*** Data supplied
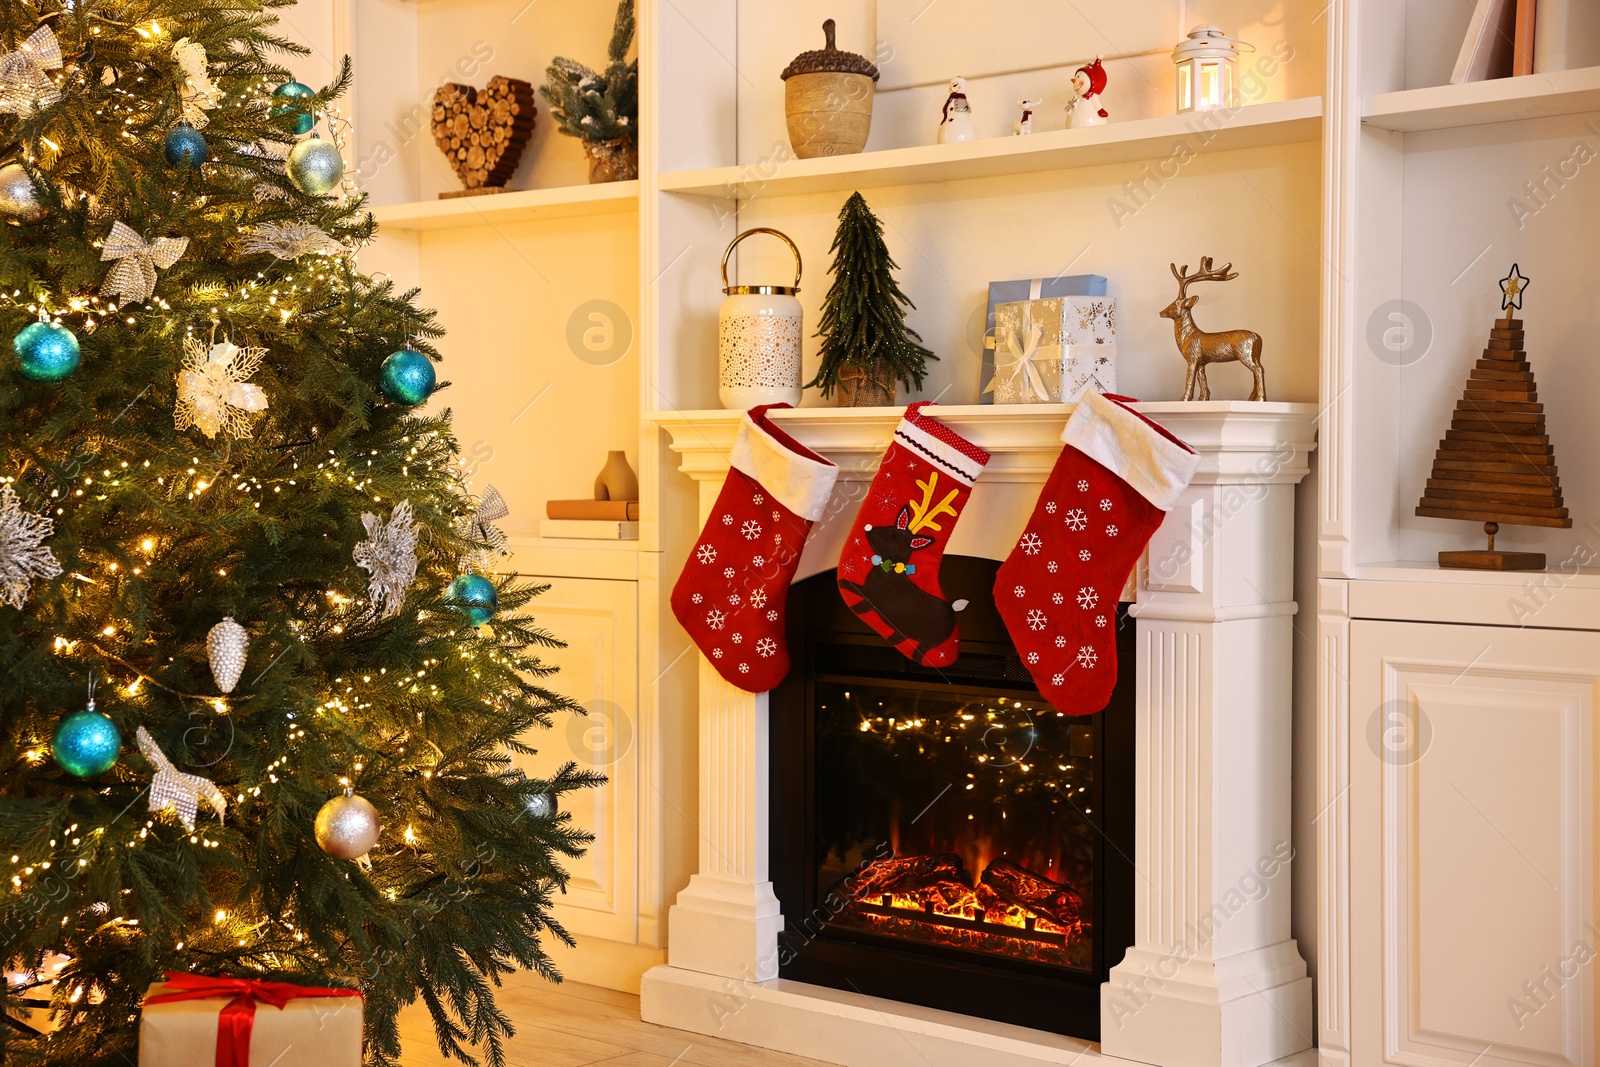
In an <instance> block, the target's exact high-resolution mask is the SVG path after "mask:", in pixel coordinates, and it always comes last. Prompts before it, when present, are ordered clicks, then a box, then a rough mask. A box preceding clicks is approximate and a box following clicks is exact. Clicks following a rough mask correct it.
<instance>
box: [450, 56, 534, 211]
mask: <svg viewBox="0 0 1600 1067" xmlns="http://www.w3.org/2000/svg"><path fill="white" fill-rule="evenodd" d="M536 114H538V106H536V102H534V96H533V85H530V83H528V82H523V80H522V78H507V77H504V75H494V77H493V78H490V83H488V85H486V86H483V88H482V90H477V88H472V86H470V85H456V83H454V82H446V83H445V85H442V86H438V91H437V93H434V141H437V142H438V149H440V152H443V154H445V158H446V160H450V165H451V166H453V168H454V170H456V174H458V176H459V178H461V184H462V186H466V189H462V190H461V192H442V194H438V195H440V198H448V197H474V195H478V194H488V192H504V189H506V182H509V181H510V176H512V174H514V173H517V163H520V162H522V150H523V149H525V147H526V146H528V138H531V136H533V120H534V115H536Z"/></svg>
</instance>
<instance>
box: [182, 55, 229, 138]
mask: <svg viewBox="0 0 1600 1067" xmlns="http://www.w3.org/2000/svg"><path fill="white" fill-rule="evenodd" d="M173 59H176V61H178V69H179V70H182V74H184V83H182V86H181V88H179V94H181V96H182V101H184V122H187V123H189V125H190V126H194V128H195V130H198V128H200V126H203V125H206V123H208V122H211V118H210V117H208V115H206V112H208V110H211V109H213V107H216V106H218V104H221V102H222V91H221V90H219V88H216V85H213V82H211V61H210V59H208V58H206V54H205V46H203V45H200V43H198V42H194V40H189V38H187V37H182V38H179V40H178V43H176V45H173Z"/></svg>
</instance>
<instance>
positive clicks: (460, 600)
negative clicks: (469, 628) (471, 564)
mask: <svg viewBox="0 0 1600 1067" xmlns="http://www.w3.org/2000/svg"><path fill="white" fill-rule="evenodd" d="M445 600H448V601H450V603H451V605H454V606H456V608H461V611H462V613H464V614H466V616H467V619H469V621H470V622H472V625H483V624H485V622H488V621H490V619H493V617H494V611H496V609H498V608H499V593H496V592H494V582H491V581H490V579H486V577H483V576H480V574H462V576H461V577H458V579H456V581H453V582H450V592H448V593H445Z"/></svg>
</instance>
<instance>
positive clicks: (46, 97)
mask: <svg viewBox="0 0 1600 1067" xmlns="http://www.w3.org/2000/svg"><path fill="white" fill-rule="evenodd" d="M59 69H61V42H58V40H56V32H54V30H51V29H50V27H48V26H40V27H38V29H37V30H34V34H32V35H30V37H29V38H27V40H26V42H22V46H21V48H18V50H16V51H11V53H6V54H5V56H0V112H11V114H13V115H26V114H29V112H32V110H34V109H35V107H50V106H51V104H54V102H56V101H59V99H61V90H59V88H58V86H56V83H54V80H51V77H50V72H51V70H59Z"/></svg>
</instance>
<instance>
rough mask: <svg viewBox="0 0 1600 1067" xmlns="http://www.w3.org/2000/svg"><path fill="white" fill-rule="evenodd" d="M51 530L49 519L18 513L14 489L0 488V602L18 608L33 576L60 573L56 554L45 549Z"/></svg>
mask: <svg viewBox="0 0 1600 1067" xmlns="http://www.w3.org/2000/svg"><path fill="white" fill-rule="evenodd" d="M54 531H56V522H54V520H53V518H48V517H45V515H35V514H32V512H26V510H22V501H19V499H18V496H16V490H13V488H11V486H10V485H3V486H0V601H3V603H8V605H11V606H13V608H18V609H21V606H22V605H24V603H27V595H29V592H30V590H32V589H34V579H35V577H56V576H59V574H61V563H58V561H56V553H54V552H51V550H50V549H46V547H45V537H48V536H50V534H53V533H54Z"/></svg>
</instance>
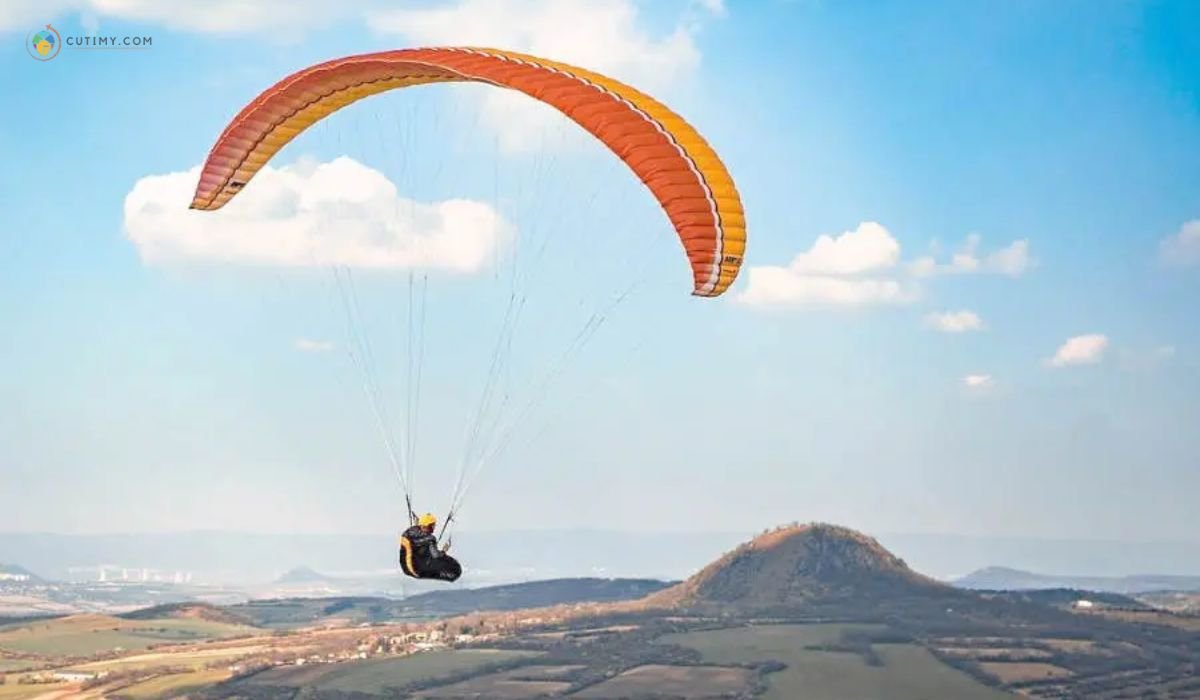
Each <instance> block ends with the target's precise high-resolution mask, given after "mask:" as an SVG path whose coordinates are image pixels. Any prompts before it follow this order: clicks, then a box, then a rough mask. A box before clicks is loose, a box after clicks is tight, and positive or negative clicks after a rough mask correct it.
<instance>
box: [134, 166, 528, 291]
mask: <svg viewBox="0 0 1200 700" xmlns="http://www.w3.org/2000/svg"><path fill="white" fill-rule="evenodd" d="M198 179H199V168H198V167H197V168H192V169H191V170H187V172H184V173H169V174H166V175H149V177H145V178H142V179H140V180H138V181H137V184H134V186H133V189H132V190H131V191H130V193H128V195H126V197H125V232H126V235H127V237H128V239H130V240H131V241H132V243H133V244H134V245H136V246H137V249H138V252H139V255H140V256H142V258H143V261H145V262H146V263H149V264H163V263H170V262H182V261H206V262H223V263H248V264H258V265H282V267H325V265H347V267H361V268H442V269H449V270H455V271H461V273H472V271H476V270H480V269H481V268H484V267H485V265H487V264H488V263H490V262H491V261H492V259H493V253H494V251H496V250H497V249H498V246H502V245H503V244H504V243H505V241H506V240H508V239H509V238H510V237H511V233H512V232H511V227H510V226H509V225H508V223H506V222H505V221H504V220H503V217H502V216H500V215H499V214H498V213H497V211H496V210H493V209H492V208H491V207H490V205H487V204H485V203H481V202H474V201H469V199H448V201H444V202H434V203H421V202H413V201H410V199H406V198H403V197H400V196H398V193H397V192H396V186H395V185H392V183H391V181H389V180H388V179H386V178H385V177H384V175H383V174H382V173H379V172H378V170H374V169H372V168H368V167H366V166H364V164H361V163H359V162H356V161H354V160H352V158H348V157H340V158H336V160H334V161H330V162H326V163H317V162H312V161H300V162H298V163H295V164H292V166H284V167H282V168H272V167H270V166H268V167H264V168H263V169H262V170H260V172H259V173H258V174H257V175H256V177H254V180H253V181H252V183H251V184H250V185H248V186H247V187H246V190H245V191H244V192H241V193H240V195H239V196H238V197H236V198H235V199H233V201H232V202H230V203H229V204H227V205H226V207H224V208H223V209H220V210H217V211H196V210H190V209H187V205H188V204H190V202H191V198H192V192H193V191H194V189H196V183H197V180H198Z"/></svg>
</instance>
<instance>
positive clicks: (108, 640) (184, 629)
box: [0, 615, 256, 657]
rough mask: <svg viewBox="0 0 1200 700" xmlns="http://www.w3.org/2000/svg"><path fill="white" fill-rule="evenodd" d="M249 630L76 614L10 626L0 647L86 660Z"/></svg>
mask: <svg viewBox="0 0 1200 700" xmlns="http://www.w3.org/2000/svg"><path fill="white" fill-rule="evenodd" d="M254 632H256V629H254V628H252V627H242V626H236V624H223V623H220V622H210V621H206V620H136V621H134V620H121V618H116V617H107V616H102V615H79V616H74V617H62V618H59V620H52V621H48V622H37V623H29V624H23V626H18V627H10V628H6V629H5V630H2V632H0V648H7V650H13V651H18V652H25V653H37V654H46V656H54V657H89V656H92V654H96V653H101V652H107V651H113V650H115V648H118V647H120V648H122V650H142V648H146V647H149V646H152V645H160V644H172V642H175V644H179V642H194V641H204V640H209V639H220V638H229V636H238V635H242V634H251V633H254Z"/></svg>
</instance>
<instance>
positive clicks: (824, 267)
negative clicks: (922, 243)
mask: <svg viewBox="0 0 1200 700" xmlns="http://www.w3.org/2000/svg"><path fill="white" fill-rule="evenodd" d="M979 240H980V238H979V235H978V234H972V235H970V237H967V241H966V244H965V245H964V247H962V249H961V250H960V251H958V252H955V253H954V255H953V257H952V258H950V262H948V263H944V264H941V263H938V262H937V261H936V258H935V257H932V256H926V257H922V258H918V259H916V261H912V262H910V263H906V264H901V262H900V258H901V250H900V241H899V240H896V238H895V237H894V235H892V233H890V232H889V231H888V229H887V228H886V227H883V226H882V225H880V223H877V222H875V221H864V222H862V223H859V225H858V227H857V228H854V229H853V231H846V232H842V233H840V234H838V235H829V234H822V235H821V237H818V238H817V240H816V241H815V243H814V244H812V246H811V247H810V249H809V250H806V251H804V252H802V253H799V255H797V256H796V257H794V258H792V262H791V263H790V264H788V265H787V267H778V265H758V267H752V268H749V269H748V270H746V275H745V276H746V280H748V283H746V287H745V291H744V292H742V293H740V294H739V295H738V297H737V300H738V301H742V303H744V304H750V305H757V306H768V305H791V306H803V305H841V306H862V305H866V304H908V303H912V301H916V300H917V299H919V298H922V295H923V291H922V286H920V285H922V282H920V281H922V280H924V279H926V277H931V276H934V275H937V274H941V273H956V274H967V273H996V274H1003V275H1010V276H1016V275H1020V274H1021V273H1022V271H1024V270H1025V269H1027V268H1028V265H1030V264H1031V259H1030V255H1028V243H1027V241H1024V240H1018V241H1014V243H1012V244H1009V245H1008V246H1006V247H1003V249H1000V250H996V251H992V252H990V253H988V255H984V256H980V255H979V252H978V249H979ZM926 323H929V324H930V325H932V327H934V328H937V329H938V330H943V331H946V333H962V331H966V330H979V329H982V328H983V322H982V321H980V319H979V317H978V316H976V315H974V313H972V312H970V311H960V312H954V313H949V315H932V316H930V317H926Z"/></svg>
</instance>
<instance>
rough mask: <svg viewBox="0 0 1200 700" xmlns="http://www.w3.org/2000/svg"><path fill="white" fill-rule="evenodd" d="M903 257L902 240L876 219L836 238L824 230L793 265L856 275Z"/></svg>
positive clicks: (796, 259) (809, 273) (806, 267)
mask: <svg viewBox="0 0 1200 700" xmlns="http://www.w3.org/2000/svg"><path fill="white" fill-rule="evenodd" d="M899 258H900V241H898V240H896V239H895V238H894V237H893V235H892V234H890V233H889V232H888V229H886V228H883V227H882V226H880V225H878V223H876V222H874V221H864V222H863V223H859V225H858V228H856V229H854V231H847V232H845V233H841V234H840V235H838V237H836V238H834V237H830V235H827V234H823V235H821V237H820V238H817V241H816V243H815V244H812V247H811V249H809V251H808V252H803V253H800V255H798V256H796V258H794V259H793V261H792V264H791V269H792V270H794V271H797V273H803V274H815V275H853V274H858V273H868V271H871V270H880V269H884V268H890V267H893V265H895V264H896V261H898V259H899Z"/></svg>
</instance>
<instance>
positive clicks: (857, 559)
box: [646, 523, 954, 610]
mask: <svg viewBox="0 0 1200 700" xmlns="http://www.w3.org/2000/svg"><path fill="white" fill-rule="evenodd" d="M953 594H954V590H953V588H952V587H949V586H946V585H944V584H941V582H938V581H935V580H934V579H930V578H928V576H924V575H922V574H918V573H916V572H913V570H912V569H910V568H908V566H907V564H905V562H904V561H902V560H900V558H899V557H896V556H895V555H893V554H892V552H889V551H888V550H886V549H884V548H883V546H882V545H880V543H878V542H876V540H875V539H874V538H870V537H866V536H864V534H862V533H859V532H856V531H853V530H850V528H846V527H840V526H835V525H827V523H809V525H797V523H793V525H788V526H785V527H781V528H778V530H774V531H772V532H767V533H764V534H761V536H758V537H756V538H754V539H751V540H750V542H748V543H745V544H743V545H740V546H738V548H737V549H734V550H733V551H731V552H728V554H726V555H725V556H722V557H721V558H719V560H716V561H715V562H713V563H712V564H709V566H707V567H704V568H703V569H702V570H701V572H700V573H697V574H696V575H695V576H692V578H690V579H688V580H686V581H684V582H683V584H679V585H678V586H674V587H672V588H668V590H666V591H661V592H659V593H655V594H652V596H650V597H648V598H647V599H646V603H647V604H648V605H650V606H655V605H667V606H673V608H679V606H683V608H688V606H697V605H698V606H704V605H718V606H722V608H734V609H746V610H749V609H768V608H788V606H796V605H802V604H806V603H812V602H832V600H848V599H854V600H860V602H862V600H865V599H899V598H908V597H912V596H922V597H928V596H950V597H953Z"/></svg>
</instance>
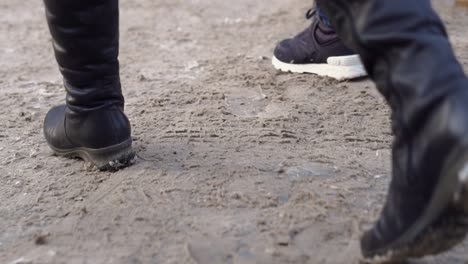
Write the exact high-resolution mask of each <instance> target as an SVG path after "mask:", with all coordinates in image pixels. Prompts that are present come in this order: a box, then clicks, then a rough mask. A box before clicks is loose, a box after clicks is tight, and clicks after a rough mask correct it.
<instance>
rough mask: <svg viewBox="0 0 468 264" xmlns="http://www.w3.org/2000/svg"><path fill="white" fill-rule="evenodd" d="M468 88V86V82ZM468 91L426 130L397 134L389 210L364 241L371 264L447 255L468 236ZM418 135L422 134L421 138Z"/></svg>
mask: <svg viewBox="0 0 468 264" xmlns="http://www.w3.org/2000/svg"><path fill="white" fill-rule="evenodd" d="M465 85H466V86H467V87H468V82H465ZM466 102H468V90H467V89H461V90H460V91H458V92H456V93H454V94H452V95H450V96H449V97H448V98H447V99H445V100H444V102H441V103H440V105H439V106H438V107H437V108H436V109H435V110H434V111H433V112H428V113H426V114H427V115H426V116H425V117H422V118H424V119H425V120H426V121H425V122H424V124H425V125H423V126H422V127H420V128H418V129H417V130H415V129H412V130H410V131H414V133H411V134H404V133H403V132H402V133H399V134H398V133H397V135H396V141H395V144H394V148H393V178H392V182H391V184H390V190H389V194H388V197H387V201H386V204H385V207H384V209H383V212H382V215H381V217H380V220H379V221H378V222H377V224H376V225H375V226H374V228H373V229H372V230H370V231H368V232H366V233H365V234H364V236H363V238H362V241H361V247H362V253H363V255H364V257H365V258H366V260H367V262H369V263H381V262H392V263H393V262H397V261H403V260H406V259H408V258H419V257H423V256H427V255H435V254H439V253H441V252H444V251H446V250H448V249H450V248H452V247H454V246H455V245H457V244H458V243H460V242H462V241H463V240H464V238H465V236H466V234H467V232H468V195H467V193H468V119H467V116H468V105H467V103H466ZM416 131H419V132H416Z"/></svg>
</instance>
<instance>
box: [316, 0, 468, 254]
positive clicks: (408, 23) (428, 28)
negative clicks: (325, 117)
mask: <svg viewBox="0 0 468 264" xmlns="http://www.w3.org/2000/svg"><path fill="white" fill-rule="evenodd" d="M318 1H319V4H320V7H321V8H322V9H323V10H324V11H325V12H326V13H327V14H328V15H329V17H330V20H331V23H332V24H333V25H334V27H335V30H336V31H337V32H338V35H339V36H340V37H341V39H342V40H343V41H344V42H345V44H347V45H348V46H349V47H350V48H352V49H354V50H356V51H357V52H358V53H359V55H360V56H361V58H362V60H363V63H364V65H365V67H366V69H367V71H368V73H369V76H370V77H371V78H372V79H373V80H374V81H375V82H376V85H377V88H378V89H379V91H380V92H381V93H382V94H383V95H384V97H385V98H386V99H387V101H388V102H389V104H390V106H391V108H392V112H393V131H394V133H395V141H394V144H393V148H392V181H391V183H390V188H389V192H388V195H387V199H386V202H385V206H384V208H383V210H382V214H381V217H380V219H379V221H378V222H377V223H376V224H375V226H374V228H372V229H371V230H369V231H368V232H366V233H365V234H364V236H363V237H362V240H361V248H362V252H363V255H364V256H365V257H366V258H367V259H368V260H369V261H371V262H372V263H373V261H374V260H378V261H379V262H378V263H381V262H385V263H387V262H388V263H394V262H400V261H402V260H406V259H407V258H414V257H422V256H426V255H432V254H438V253H440V252H443V251H446V250H447V249H449V248H451V247H453V246H454V245H456V244H458V243H459V242H461V241H462V240H463V238H464V237H465V235H466V234H467V233H468V225H466V224H465V221H466V217H467V216H468V211H466V210H465V209H463V208H466V204H468V197H467V196H466V195H464V193H467V192H468V177H467V172H466V170H467V168H468V80H467V78H466V76H465V74H464V72H463V69H462V67H461V65H460V64H459V63H458V61H457V60H456V58H455V55H454V52H453V50H452V48H451V45H450V43H449V40H448V38H447V34H446V31H445V28H444V26H443V24H442V22H441V20H440V18H439V17H438V16H437V15H436V14H435V12H434V10H433V9H432V7H431V4H430V1H429V0H410V1H407V0H318ZM460 208H461V209H460Z"/></svg>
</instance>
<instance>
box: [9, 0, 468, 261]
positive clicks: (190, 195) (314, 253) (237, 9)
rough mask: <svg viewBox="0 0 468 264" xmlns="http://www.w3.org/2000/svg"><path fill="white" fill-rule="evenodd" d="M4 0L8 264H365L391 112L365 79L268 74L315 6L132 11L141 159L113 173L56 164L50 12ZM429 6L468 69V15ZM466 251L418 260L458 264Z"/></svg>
mask: <svg viewBox="0 0 468 264" xmlns="http://www.w3.org/2000/svg"><path fill="white" fill-rule="evenodd" d="M0 2H1V3H0V13H1V14H2V16H0V98H1V100H0V127H1V128H0V201H1V204H0V263H97V264H100V263H200V264H201V263H203V264H210V263H240V264H248V263H268V264H276V263H288V264H289V263H301V264H302V263H313V264H316V263H324V264H335V263H336V264H342V263H350V264H354V263H358V262H359V261H360V259H361V256H360V251H359V247H358V246H357V245H358V238H359V236H360V234H361V232H362V230H363V229H365V228H364V226H365V225H369V224H372V222H373V221H374V220H375V219H376V217H377V216H378V214H379V211H380V209H381V205H382V202H383V200H384V197H385V194H386V190H387V184H388V181H389V175H390V167H389V160H390V151H389V146H390V145H391V142H392V138H391V132H390V125H389V111H388V109H387V107H386V105H385V103H384V101H383V99H382V98H381V96H380V95H379V94H378V93H377V92H376V90H375V89H374V87H373V85H372V83H370V82H369V81H366V80H360V81H353V82H341V83H340V82H336V81H333V80H331V79H327V78H319V77H316V76H313V75H295V74H294V75H292V74H285V73H278V72H277V71H276V70H275V69H274V68H273V66H272V65H271V56H272V51H273V48H274V46H275V44H276V42H277V41H279V40H281V39H283V38H286V37H291V36H293V35H294V34H296V33H297V32H299V31H300V30H302V29H303V28H304V27H306V26H307V25H308V23H309V21H306V20H304V19H303V13H304V12H305V11H306V10H307V9H308V8H309V7H310V6H309V5H310V3H308V2H305V1H299V0H287V1H286V0H268V1H267V0H261V1H251V0H240V1H236V2H235V3H234V2H230V1H221V0H207V1H186V0H139V1H136V0H128V1H121V2H120V4H121V21H120V24H121V37H120V39H121V43H120V44H121V45H120V46H121V53H120V62H121V79H122V83H123V87H124V88H123V90H124V94H125V97H126V106H125V109H126V114H127V115H128V116H129V117H130V119H131V122H132V125H133V126H132V131H133V142H134V148H135V150H136V151H137V153H138V155H139V157H140V158H139V159H138V161H137V162H136V164H135V165H134V166H131V167H129V168H126V169H124V170H121V171H118V172H116V173H108V172H99V171H96V170H88V169H87V168H86V167H84V163H83V162H80V161H76V160H69V159H66V158H61V157H55V156H53V155H52V152H51V151H50V150H49V148H48V146H47V144H46V142H45V140H44V139H43V137H42V133H41V131H42V120H43V118H44V116H45V114H46V113H47V111H48V109H49V108H50V107H52V106H53V105H58V104H60V103H63V100H64V90H63V87H62V84H61V83H62V79H61V77H60V75H59V73H58V69H57V66H56V64H55V61H54V57H53V53H52V48H51V42H50V36H49V34H48V32H47V27H46V23H45V19H44V10H43V7H42V2H41V1H35V0H25V1H15V0H2V1H0ZM434 3H435V6H436V7H437V9H438V10H439V11H441V12H442V16H443V18H444V20H445V21H446V22H447V27H448V30H449V33H450V36H451V40H452V43H453V45H454V47H455V49H456V52H457V55H458V56H459V58H460V60H461V63H462V64H463V65H464V66H466V63H467V62H468V52H467V49H466V47H467V45H468V39H467V36H466V34H465V32H466V30H465V29H466V24H467V23H468V18H467V14H466V12H464V11H457V12H454V11H452V10H451V9H450V1H442V0H441V1H439V2H434ZM44 234H47V236H46V237H47V239H45V240H43V241H42V242H41V243H37V237H42V236H44ZM467 246H468V245H467V243H466V242H465V243H463V244H462V245H461V246H460V247H458V248H457V249H455V250H453V251H451V252H449V253H448V254H445V255H442V256H439V257H436V258H427V259H424V260H423V261H422V262H415V263H429V264H438V263H447V264H464V262H466V258H467V255H466V252H468V251H467V248H468V247H467Z"/></svg>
******
List every line of the data above that contains the word "this".

Response:
Each <instance> block ends with the target's precise high-resolution mask, given after "mask:" as an SVG path whose coordinates are image pixels. Any prompts before it follow this order: clicks, then a box, then a rough mask. A box before clicks is loose, a box after clicks is tight, and positive or negative clicks after a rough mask correct it.
Write the exact high-resolution mask of each <instance> target as an SVG path after "mask:", with all coordinates in image pixels. Prompts that are present come in this order: a box, then clicks, then a rough mask. A box before clicks is loose, a box after clicks is tight, and clicks after a rough mask correct it.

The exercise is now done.